──────── Rows
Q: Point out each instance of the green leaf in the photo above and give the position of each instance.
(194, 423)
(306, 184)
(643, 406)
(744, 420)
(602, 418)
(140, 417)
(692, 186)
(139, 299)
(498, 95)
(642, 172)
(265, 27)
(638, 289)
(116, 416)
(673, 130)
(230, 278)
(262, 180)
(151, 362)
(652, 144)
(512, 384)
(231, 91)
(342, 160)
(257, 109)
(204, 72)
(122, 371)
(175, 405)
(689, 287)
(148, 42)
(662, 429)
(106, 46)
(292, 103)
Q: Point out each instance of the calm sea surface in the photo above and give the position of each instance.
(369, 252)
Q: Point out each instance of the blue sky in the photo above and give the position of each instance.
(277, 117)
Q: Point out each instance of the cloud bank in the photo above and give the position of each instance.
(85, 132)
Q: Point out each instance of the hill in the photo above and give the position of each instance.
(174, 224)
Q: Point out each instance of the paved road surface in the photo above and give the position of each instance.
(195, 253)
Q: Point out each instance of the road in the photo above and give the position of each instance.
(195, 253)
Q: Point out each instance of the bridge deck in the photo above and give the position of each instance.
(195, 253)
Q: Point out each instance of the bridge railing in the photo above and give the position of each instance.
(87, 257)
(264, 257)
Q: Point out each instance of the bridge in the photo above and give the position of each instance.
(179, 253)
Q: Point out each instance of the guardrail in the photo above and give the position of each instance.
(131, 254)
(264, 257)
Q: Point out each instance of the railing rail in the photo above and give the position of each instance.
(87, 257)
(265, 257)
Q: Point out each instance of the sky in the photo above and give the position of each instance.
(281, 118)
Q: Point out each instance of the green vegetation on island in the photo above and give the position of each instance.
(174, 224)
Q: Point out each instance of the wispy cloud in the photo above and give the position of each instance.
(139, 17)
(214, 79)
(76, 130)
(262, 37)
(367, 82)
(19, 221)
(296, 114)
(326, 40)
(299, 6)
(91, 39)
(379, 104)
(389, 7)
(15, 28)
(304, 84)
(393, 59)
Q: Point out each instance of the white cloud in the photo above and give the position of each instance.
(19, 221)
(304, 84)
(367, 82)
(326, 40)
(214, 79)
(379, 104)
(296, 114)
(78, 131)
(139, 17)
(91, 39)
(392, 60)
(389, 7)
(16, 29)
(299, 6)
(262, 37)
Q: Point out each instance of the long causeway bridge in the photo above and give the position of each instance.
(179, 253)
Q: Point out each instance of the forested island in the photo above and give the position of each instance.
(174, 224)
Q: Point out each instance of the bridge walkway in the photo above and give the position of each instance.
────────────────
## [Your instructions]
Set every line of the listing down word for word.

## [Correct output]
Q: Point out each instance of the green leaf in the photo above and give the position of each instance.
(194, 423)
(306, 184)
(643, 406)
(744, 420)
(602, 418)
(140, 417)
(692, 186)
(139, 299)
(498, 95)
(642, 172)
(265, 27)
(638, 289)
(116, 416)
(673, 130)
(230, 278)
(262, 180)
(151, 362)
(652, 144)
(512, 384)
(231, 91)
(342, 160)
(257, 109)
(204, 72)
(122, 371)
(175, 405)
(689, 287)
(148, 42)
(662, 429)
(106, 46)
(292, 103)
Q: Point out each instance of the calm sea surface in the photo above and give the position of each instance.
(369, 252)
Q: Point out each instance of the blue sky in the photo above and give the position of each instance.
(277, 117)
Q: Point out each instance of the cloud bank in the photo above and give the position of each instance.
(85, 132)
Q: Point out each instance of the hill in the photo above and give the position of each instance.
(174, 224)
Q: Point out each instance of the paved road surface in the photo above and give the position of each instance.
(195, 253)
Q: Point out each instance of the road in the photo above and give the position of each instance.
(195, 253)
Q: Point out each instance of the bridge deck in the photo above and give the position of each instance.
(195, 253)
Q: Point out each instance of the bridge railing in the photo above and give the position of each instance.
(87, 257)
(264, 257)
Q: Point out each instance of the bridge in the photo above and give the position of each instance.
(179, 253)
Q: Point out each instance of the guardrail in the photo above and give the position of each instance.
(131, 254)
(264, 257)
Q: Point out each instance of the railing rail in the photo above and give the position of each instance.
(87, 257)
(265, 257)
Q: Point out each instance of the sky in the photo above and give the position of each instance.
(281, 118)
Q: Point out each instance of the green vegetation on island in the photo above and give the position of each instance.
(174, 224)
Q: Point out each instance of the wispy cloud in the photo above and give the position of each instance.
(139, 17)
(214, 79)
(76, 130)
(262, 37)
(367, 82)
(19, 221)
(296, 114)
(326, 40)
(299, 6)
(91, 39)
(379, 104)
(389, 7)
(15, 28)
(304, 84)
(393, 59)
Q: Point out each instance of the white cloud in the photo above and give the position of each instance.
(19, 221)
(304, 84)
(367, 82)
(326, 40)
(214, 79)
(379, 104)
(296, 114)
(78, 131)
(139, 17)
(91, 39)
(392, 60)
(389, 7)
(16, 29)
(299, 6)
(262, 37)
Q: Point out each instance of the long causeway bridge in the photo above and give the position of each instance.
(179, 253)
Q: Point out each instance of the forested island in the photo above and give the position of each instance.
(174, 224)
Q: Point out each instance of the bridge walkway in the photo above and give the position of each instance.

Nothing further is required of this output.